[[ Given text, beginning ]]
The combination of football and baseball workouts had become overwhelming, and Szczur wasn’t sure if he could handle both. Talley, knowing Szczur’s potential in baseball, tried to reason with him.

“No way,” Talley said. “We’ll let you out of football. You may have a future in baseball, and you can’t pass that up.”

The two agreed that Szczur would go down to the baseball team’s series at Louisiana State and see if he still felt the same way when he came back. When Szczur returned, he decided to stay with both, but he, Talley and Godri worked out a program for him that included reducing his workout schedule for both sports.

Feeling refreshed with a slightly lessened workload, Szczur was ready to bust out, and in his junior season on the football field, he did just that.

Szczur became the go-to guy in the Villanova offense and became a dangerous threat the Wildcat formation.

“My wife would say, ‘You know everytime he gets the ball he’s running it,’ and I’d say, ‘I know, but people can’t stop it,'” Talley said.

Szczur was the sparkplug behind Villanova’s 2009 national title season. He was named the Colonial Athletic Conference’s Offensive Player of the Year and Special Teams Player of the Year before winning Most Valuable Player of the title game.

“There isn’t a better player in college football,” Talley said.


“He’s done everything but go to the moon.”


Cape May is not known for athletics. To most, it is a vacation destination. So when a once-in-a-lifetime player comes around like Szczur, the community supports him.
[[ Given text, end ]]
#### Task objective
Continue the article about Szczur's years playing football and baseball at Villanova, starting right after its last sentence. The material after this text is separate and has no connection to it.
[[ Given material, beginning ]]
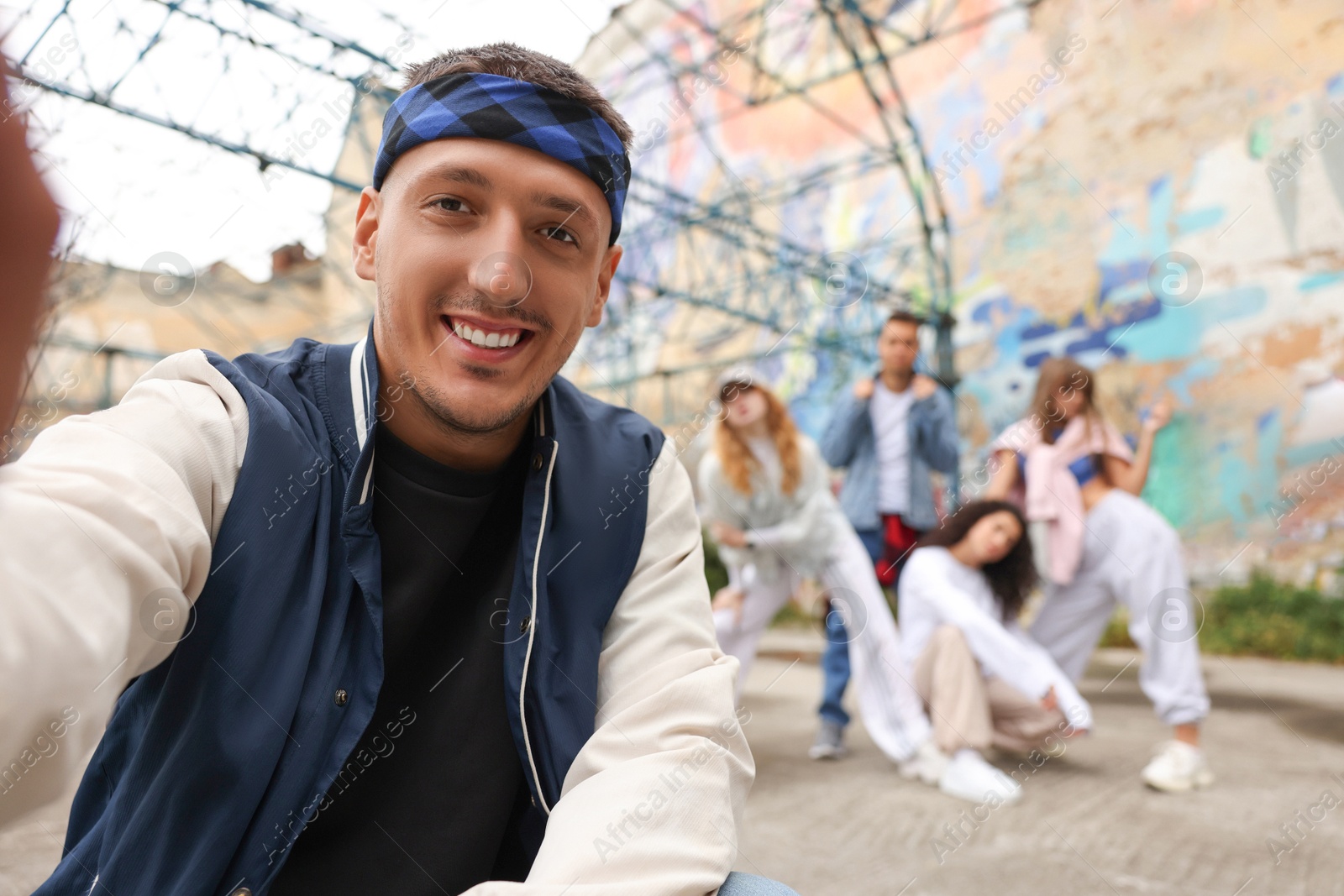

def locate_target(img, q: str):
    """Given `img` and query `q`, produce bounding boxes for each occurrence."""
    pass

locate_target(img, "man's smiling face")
[[ Given material, end ]]
#### Reply
The town was in a buzz when Szczur was in the national title game. Every bar had the game on, and Cape May was full of excitement. After Villanova won the national title, Szczur’s town held a Matt Szczur Day to honor him both as a football player and a citizen.

One of those supporting him is Terry Shields. A close family friend of the Szczurs, Shields owns a bike rental shop in Cape May which Szczur worked at starting at the age of 14. It doesn’t take long for anyone visiting to find that out.

“In my shop I have some of his press clippings,” Shields said. “When people check in here at the shop, they see all his accolades.”

Although Shields knows Szczur a little better than most people in Cape May, his praise of him is nothing but genuine.

“He’s just somebody for Cape May to be proud of,” Shields said.

Last November, Szczur learned that he was a match to donate bone marrow to a 1-year old girl with leukemia. 

Szczur was initially willing to sit out some of the football season in order to donate, though that did not prove necessary.  Either way, he is fully on board to donate.

“I’ll never be able to accomplish something like that on the football field,” Szczur said.

After having the surgery postponed, Szczur is on track to donate this weekend. The procedure will suspend his baseball season for a few games, but those around him know that it is a small price to pay to help the girl.

“He’s done everything but go to the moon, and now he’s going to save a girl’s life,” his brother Marc said.

“It’s a good decision to make.”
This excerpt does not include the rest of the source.